── Document text ──

Streptococcus pneumoniae is a leading pathogen globally and is the most common cause of community-acquired pneumonia, bacterial meningitis, bacteremia, and otitis media. Macrolides are often used to treat pneumococcal respiratory infections, and their frequent use has led to increases of macrolide resistance and coselected lincosamide resistance in S. pneumoniae disease isolates (1). Although β-lactam antibiotics are first-line treatments, established guidelines exist for using intravenous clindamycin to treat community-acquired bacterial pneumonia (CABP) (2).

The 2 major macrolide-resistance mechanisms in streptococci are 23S rRNA methylation by erm gene–encoded methylases (confers resistance to macrolides, lincosamides, and streptogramin B antibiotics) and removal of macrolides by the mef/msrD-encoded efflux pumps. In group B Streptococcus (GBS), 2 additional mechanisms conferring lincosamide resistance have been described: lincosamide modification by nucleotidyltransferases (lnu genes) (3,4), and the resistance to lincosamides, streptogramin A, and pleuromutilins conferred by the lsaE- or lsaC-encoded ATP-binding cassette (ABC) transporters (5,6). Streptogramin antibiotics have been used for skin infections caused by gram-positive species, and although pleuromutilins are primarily used for veterinary purposes (7), use of the pleuromutilin lefamulin has been approved by the US Food and Drug Administration for systemic treatment of CABP in adults (8). In a recent study (9), 211 strains of S. pneumoniae tested, including 105 that were penicillin resistant, were all lefamulin susceptible according to Clinical and Laboratory Standards Institute criteria (10), with MICs <0.25 µg/mL. In this study, we describe the observed acquisitions of a conserved lsaC-containing element in pneumococci that appear to have been introduced through 2 independent mechanisms of horizontal transfer into the same serotype 20, multilocus sequence type (ST) 1257 (serotype 20/ST1257) strain lineage.

Materials and Methods

Active Bacterial Core Surveillance Data

We defined invasive pneumococcal disease (IPD) cases through isolating S. pneumoniae from a normally sterile site in an Active Bacterial Core surveillance (ABCs) (11) area resident. The surveillance sites included entire US states or selected counties in 10 states, representing ≈30–35 million persons during 2015–2024 (11). We reviewed case medical charts to obtain demographic information. We defined adults experiencing homelessness as adults documented as homeless or residing in a shelter, mission, medical respite, or church community center at the time of positive culture. This activity was reviewed by a Centers for Disease Control and Prevention (CDC) review board, was deemed not to be human participants research, and was conducted consistent with applicable federal law and CDC policy. ABCs sites obtained ethics approval from their state health department and academic partner institutional review boards as necessary.

ABCs Isolate Characterization

Isolates were assigned serotypes, multilocus STs, and resistance features employing short-read whole-genome sequencing as previously described within the CDC Pneumonia and Streptococcus Laboratory Branch (National Center for Immunization and Respiratory Diseases, Division of Bacterial Diseases) (12,13). We deposited genome sequences in the National Center for Biotechnology Information Sequence Read Archive (BioProject no. PRJNA284954). We used broth microdilution testing in the Pneumonia and Streptococcus Laboratory Branch as previously described (14) to verify resistance phenotypes predicted for clindamycin, erythromycin, tetracycline, and tiamulin. Tiamulin has the same mechanism of action as lefamulin, and the 2 antimicrobial drugs share closely similar MICs for pneumococci and for bacterial in vitro transcription-translation (15). Pneumococcal susceptibility to lefamulin corresponds to a MIC of <0.5 µg/mL according to Clinical and Laboratory Standards Institute guidelines (10).

───
── Given records ──

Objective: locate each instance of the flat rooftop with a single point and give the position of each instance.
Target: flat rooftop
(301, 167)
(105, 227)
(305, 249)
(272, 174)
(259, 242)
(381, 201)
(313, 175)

───

Activity list:
**A.** Decide whether each statement agrees with the text on lincosamide resistance in pneumococci. Answer yes or no for each, and quote the words from the text that settle it.
(i) The surveillance sites represented about 30–35 million persons during 2015–2024.
(ii) The US Food and Drug Administration approved lefamulin for systemic treatment of CABP in children.
(iii) The genome sequences were deposited in the National Center for Biotechnology Information Sequence Read Archive.
**B.** Write the next part of the text on lincosamide resistance in pneumococci, which appears before the material. Start right after its final sentence.

Answers by item:
**A.**
(i) Yes: "representing ≈30–35 million persons during 2015–2024"
(ii) No: "for systemic treatment of CABP in adults"
(iii) Yes: "We deposited genome sequences in the National Center for Biotechnology Information Sequence Read Archive"

**B.**
Long-Read Sequencing

Long-read sequencing was conducted by the CDC Biotechnology Core Facility Branch (Office of Laboratory Systems and Response, Division of Core Laboratory Services and Response) to provide a single contig genome resource of a representative lsaC-positive isolate and to map the lsaC element; the PacBio Microbial Multiplexing procedure (Pacific Biosciences, https://www.pacb.com) was implemented. Genomic DNA extracted for short-read sequencing was also used to generate a representative single contig genome (isolate identifier 20234456). We generated libraries using the SMRTbell Express Template Prep Kit 3.0 and size-selected using a 0.45x Ampure bead cleanup (Pacific Biosciences) to remove small DNA (<5 kb). We sequenced final libraries for 30 hours after 30 minutes preextension times on the Sequel II using Sequel II Binding Kit 3.2 (Pacific Biosciences). We used PacBio HiFi reads in Flye v2.9 (16,17) to conduct de novo assembly for the genome size of 2.13 Mb and evaluated the assembled circularized contig by using BLAST + 2.9.0 (18). A coverage of 367 was obtained for the laboratory identification 20234456 genome, which we deposited into GenBank (accession no. CP178339).

Genomic Analyses

We used Prokka version 1.14.5 (19) to obtain annotated open reading frames and then used EasyFig version 2.2.3 (20) to align sequences and generate figures. We generated core-genomic maximum parsimony trees and pairwise single-nucleotide polymorphism (SNP) matrices from short-read bacterial genome sequences using kSNP3.0 with a kmer size of 19 (21). We used resultant core.tre files generated from kSNP3.0 to generate core-genomic pairwise SNP comparisons and phylogenetic diagrams using MEGA7 (22). We used the Proksee website (23) to generate a circular map of a representative lsaC-positive isolate and to predict mobile element genes using the mobileOG-db database (24). We used progressive Mauve (25) to generate aligned core genomes of representative serotype 20/ST1257 isolates and subjected toregenome alignments to Gubbins (26) to identify recombinant regions.

Results

Serotype 20/ST1257 Invasive Pneumococcal Disease Isolate Phylogeny

Genomic sequence–based ABCs strain surveillance carried out during 2015–2023 (3 serotype 20/ST1257 isolates [1 lsaC-positive] were also included from 2024) included >25,000 genomes from invasive pneumococcal disease (IPD) case isolates recovered during this period. Of those, 17 IPD isolates recovered during 2020–early 2024 tested positive for the lsaC determinant (Table). All 17 lsaC-positive isolates were serotype 20/ST1257, were recovered from adults 34–84 years of age, and were among 367 serotype 20/ST1257 IPD isolates recovered during 2015–early 2024.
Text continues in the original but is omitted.